====== DATA SUPPLIED ======

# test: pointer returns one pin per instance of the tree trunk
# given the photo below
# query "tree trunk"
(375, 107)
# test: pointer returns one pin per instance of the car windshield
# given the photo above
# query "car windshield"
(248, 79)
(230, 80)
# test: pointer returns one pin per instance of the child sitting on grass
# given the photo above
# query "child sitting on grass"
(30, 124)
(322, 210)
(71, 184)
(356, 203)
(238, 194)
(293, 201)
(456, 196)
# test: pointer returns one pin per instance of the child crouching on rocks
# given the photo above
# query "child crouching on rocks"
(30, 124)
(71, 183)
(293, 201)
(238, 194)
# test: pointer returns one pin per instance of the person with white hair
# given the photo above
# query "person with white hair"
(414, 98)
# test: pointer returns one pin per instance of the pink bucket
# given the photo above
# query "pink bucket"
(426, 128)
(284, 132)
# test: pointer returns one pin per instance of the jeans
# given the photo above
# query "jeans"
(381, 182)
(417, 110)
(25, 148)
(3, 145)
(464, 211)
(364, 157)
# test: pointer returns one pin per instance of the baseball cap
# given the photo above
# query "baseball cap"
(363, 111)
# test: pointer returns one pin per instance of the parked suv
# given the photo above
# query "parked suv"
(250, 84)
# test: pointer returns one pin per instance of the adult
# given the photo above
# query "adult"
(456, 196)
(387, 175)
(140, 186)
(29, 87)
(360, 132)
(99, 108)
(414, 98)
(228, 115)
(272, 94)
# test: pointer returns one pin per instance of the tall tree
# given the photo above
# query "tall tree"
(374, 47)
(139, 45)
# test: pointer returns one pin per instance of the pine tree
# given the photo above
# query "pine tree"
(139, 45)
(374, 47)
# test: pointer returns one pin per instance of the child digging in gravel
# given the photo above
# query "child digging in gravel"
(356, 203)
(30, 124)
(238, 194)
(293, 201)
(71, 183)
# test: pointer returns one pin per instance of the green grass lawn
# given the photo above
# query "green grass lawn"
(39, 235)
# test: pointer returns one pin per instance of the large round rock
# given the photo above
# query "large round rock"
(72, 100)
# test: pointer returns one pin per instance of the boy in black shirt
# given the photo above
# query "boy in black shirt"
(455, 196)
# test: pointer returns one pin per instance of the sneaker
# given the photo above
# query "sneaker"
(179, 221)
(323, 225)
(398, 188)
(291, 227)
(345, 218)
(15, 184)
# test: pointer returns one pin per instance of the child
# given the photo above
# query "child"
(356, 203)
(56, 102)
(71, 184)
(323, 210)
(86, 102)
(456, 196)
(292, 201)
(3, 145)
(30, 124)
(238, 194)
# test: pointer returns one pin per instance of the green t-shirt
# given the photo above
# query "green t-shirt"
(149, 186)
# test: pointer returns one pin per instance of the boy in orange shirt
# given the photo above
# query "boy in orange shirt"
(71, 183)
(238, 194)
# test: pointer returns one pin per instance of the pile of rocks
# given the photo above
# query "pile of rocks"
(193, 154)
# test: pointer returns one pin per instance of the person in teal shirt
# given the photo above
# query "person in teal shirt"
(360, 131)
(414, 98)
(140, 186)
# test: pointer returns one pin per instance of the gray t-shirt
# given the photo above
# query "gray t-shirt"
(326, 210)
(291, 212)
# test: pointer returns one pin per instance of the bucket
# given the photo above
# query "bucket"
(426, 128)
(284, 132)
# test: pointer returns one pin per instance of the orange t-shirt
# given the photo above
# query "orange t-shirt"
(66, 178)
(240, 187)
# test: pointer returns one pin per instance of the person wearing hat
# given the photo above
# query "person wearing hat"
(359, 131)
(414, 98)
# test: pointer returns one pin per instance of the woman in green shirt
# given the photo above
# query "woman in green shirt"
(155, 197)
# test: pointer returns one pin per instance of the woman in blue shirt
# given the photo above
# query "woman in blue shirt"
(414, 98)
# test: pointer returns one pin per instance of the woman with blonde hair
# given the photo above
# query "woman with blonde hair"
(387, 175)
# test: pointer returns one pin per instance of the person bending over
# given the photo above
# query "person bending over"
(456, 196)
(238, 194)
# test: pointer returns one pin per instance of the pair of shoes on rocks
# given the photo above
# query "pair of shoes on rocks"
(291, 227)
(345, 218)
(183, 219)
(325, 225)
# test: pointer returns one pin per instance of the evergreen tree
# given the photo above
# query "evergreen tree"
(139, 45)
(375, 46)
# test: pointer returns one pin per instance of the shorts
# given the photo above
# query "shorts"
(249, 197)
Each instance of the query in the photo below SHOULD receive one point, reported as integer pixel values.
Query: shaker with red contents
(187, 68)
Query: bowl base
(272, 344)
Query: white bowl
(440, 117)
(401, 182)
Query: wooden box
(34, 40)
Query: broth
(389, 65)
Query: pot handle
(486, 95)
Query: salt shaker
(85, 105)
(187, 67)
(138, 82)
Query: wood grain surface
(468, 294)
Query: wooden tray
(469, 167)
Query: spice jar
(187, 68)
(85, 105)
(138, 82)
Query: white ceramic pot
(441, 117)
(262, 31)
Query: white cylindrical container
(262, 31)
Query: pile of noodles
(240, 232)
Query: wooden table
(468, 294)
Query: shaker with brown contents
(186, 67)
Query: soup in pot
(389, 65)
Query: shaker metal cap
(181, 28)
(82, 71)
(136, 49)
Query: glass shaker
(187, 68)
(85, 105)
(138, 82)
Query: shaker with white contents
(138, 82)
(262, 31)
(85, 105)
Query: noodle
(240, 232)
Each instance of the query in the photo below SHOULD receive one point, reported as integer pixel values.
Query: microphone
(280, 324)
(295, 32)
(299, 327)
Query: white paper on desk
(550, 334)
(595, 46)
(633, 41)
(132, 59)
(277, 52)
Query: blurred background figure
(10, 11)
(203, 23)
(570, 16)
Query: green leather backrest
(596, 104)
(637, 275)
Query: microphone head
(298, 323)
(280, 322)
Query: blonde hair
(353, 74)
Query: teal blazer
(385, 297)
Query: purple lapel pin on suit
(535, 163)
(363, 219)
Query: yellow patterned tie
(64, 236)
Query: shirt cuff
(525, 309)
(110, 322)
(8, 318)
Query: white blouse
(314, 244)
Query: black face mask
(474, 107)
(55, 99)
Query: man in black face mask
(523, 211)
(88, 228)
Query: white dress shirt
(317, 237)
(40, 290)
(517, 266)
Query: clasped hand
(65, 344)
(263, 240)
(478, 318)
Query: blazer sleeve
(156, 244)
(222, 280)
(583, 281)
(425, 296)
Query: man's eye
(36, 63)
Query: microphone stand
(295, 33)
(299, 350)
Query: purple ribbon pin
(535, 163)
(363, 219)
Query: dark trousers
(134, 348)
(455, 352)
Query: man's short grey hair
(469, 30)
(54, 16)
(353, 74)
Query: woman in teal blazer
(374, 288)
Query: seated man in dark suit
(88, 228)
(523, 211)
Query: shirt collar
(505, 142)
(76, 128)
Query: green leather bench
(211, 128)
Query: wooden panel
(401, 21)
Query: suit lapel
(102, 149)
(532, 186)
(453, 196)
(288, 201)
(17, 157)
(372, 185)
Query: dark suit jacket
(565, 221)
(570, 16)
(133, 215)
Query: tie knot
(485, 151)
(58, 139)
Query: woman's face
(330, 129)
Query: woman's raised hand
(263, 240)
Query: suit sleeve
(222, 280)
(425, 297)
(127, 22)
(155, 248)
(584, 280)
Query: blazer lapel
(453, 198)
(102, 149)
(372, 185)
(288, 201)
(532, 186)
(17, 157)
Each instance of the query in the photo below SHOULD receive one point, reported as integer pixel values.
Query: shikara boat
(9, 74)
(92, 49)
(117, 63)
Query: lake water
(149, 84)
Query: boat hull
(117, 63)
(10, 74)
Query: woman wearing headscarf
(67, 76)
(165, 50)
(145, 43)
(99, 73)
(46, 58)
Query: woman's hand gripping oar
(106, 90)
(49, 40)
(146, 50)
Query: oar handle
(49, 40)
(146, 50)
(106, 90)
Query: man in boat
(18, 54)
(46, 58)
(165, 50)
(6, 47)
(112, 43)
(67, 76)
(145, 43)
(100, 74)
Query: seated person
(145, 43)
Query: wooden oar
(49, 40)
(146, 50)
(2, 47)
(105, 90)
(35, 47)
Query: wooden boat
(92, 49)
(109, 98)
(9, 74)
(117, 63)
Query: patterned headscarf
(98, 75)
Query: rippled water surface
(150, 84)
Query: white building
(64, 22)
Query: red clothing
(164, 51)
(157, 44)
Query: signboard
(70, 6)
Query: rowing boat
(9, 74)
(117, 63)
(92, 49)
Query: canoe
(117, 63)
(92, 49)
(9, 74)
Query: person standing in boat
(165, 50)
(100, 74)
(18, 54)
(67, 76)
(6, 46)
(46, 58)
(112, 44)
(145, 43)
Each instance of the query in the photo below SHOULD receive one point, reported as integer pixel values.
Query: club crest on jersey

======
====== DATA SUPPLIED ======

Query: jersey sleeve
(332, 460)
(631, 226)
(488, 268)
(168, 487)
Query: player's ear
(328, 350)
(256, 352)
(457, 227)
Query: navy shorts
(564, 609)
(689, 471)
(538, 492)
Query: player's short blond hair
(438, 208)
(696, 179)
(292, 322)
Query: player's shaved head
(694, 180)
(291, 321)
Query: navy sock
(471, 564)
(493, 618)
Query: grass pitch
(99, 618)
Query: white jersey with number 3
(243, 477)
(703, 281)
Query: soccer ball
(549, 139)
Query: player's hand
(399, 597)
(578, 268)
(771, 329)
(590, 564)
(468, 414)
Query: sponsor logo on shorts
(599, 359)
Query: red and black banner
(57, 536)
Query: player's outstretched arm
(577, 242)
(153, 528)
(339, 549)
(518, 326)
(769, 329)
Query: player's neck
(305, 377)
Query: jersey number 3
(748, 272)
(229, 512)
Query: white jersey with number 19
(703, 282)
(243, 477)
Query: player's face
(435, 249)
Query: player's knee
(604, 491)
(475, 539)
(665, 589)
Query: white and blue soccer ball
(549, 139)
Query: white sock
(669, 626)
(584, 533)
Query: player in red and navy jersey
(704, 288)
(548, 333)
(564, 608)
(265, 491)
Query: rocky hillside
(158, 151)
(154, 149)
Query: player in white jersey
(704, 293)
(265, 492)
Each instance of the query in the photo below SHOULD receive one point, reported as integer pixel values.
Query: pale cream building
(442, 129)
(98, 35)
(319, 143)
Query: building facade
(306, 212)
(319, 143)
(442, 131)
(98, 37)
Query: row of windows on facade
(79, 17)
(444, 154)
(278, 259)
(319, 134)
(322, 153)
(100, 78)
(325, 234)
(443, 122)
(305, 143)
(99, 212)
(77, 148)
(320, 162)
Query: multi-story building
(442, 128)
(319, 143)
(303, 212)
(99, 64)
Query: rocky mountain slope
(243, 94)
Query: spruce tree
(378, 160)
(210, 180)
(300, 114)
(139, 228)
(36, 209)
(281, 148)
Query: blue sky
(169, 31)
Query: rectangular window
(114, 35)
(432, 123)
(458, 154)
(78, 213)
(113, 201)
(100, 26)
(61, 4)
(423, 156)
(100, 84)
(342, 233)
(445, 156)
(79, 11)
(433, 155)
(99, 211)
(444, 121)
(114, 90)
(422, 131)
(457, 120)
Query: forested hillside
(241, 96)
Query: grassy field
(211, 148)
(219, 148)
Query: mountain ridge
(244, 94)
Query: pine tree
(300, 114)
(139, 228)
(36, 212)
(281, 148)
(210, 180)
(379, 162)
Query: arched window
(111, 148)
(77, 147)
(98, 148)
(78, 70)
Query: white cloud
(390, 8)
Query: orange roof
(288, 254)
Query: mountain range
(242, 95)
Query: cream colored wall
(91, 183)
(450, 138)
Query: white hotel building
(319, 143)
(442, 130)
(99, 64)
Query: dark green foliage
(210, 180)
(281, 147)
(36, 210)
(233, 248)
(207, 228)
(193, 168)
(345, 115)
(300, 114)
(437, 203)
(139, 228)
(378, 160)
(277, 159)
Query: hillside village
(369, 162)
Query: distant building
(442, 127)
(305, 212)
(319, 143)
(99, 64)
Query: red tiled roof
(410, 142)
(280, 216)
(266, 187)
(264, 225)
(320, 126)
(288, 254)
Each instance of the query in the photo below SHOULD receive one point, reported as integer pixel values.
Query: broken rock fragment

======

YOUR TASK:
Set down, exactly as they stand above, the lines starting with the line with "# test: pointer returns one pin per instance of the tree" and going on through the line with "# test: pointer returns one pin per instance of the jeans", and no others.

YOUR RESPONSE:
# test: pointer returns one pin per instance of the tree trunk
# given the photo below
# query "tree trunk"
(375, 107)
# test: pointer returns one pin per instance of the car windshield
# given the photo above
# query "car windshield"
(248, 79)
(230, 80)
# test: pointer returns one pin per instance of the child sitting on grass
# given the photo above
# query "child sitting on grass"
(30, 124)
(322, 210)
(71, 184)
(356, 203)
(238, 194)
(293, 201)
(456, 196)
# test: pointer returns one pin per instance of the child crouching on rocks
# given the photo above
# query "child crouching on rocks"
(30, 124)
(71, 183)
(293, 201)
(238, 194)
# test: pointer returns one pin per instance of the person with white hair
# given the photo above
# query "person with white hair"
(414, 98)
# test: pointer returns one pin per instance of the pink bucket
# given the photo above
# query "pink bucket"
(426, 128)
(284, 132)
# test: pointer returns one pin per instance of the jeans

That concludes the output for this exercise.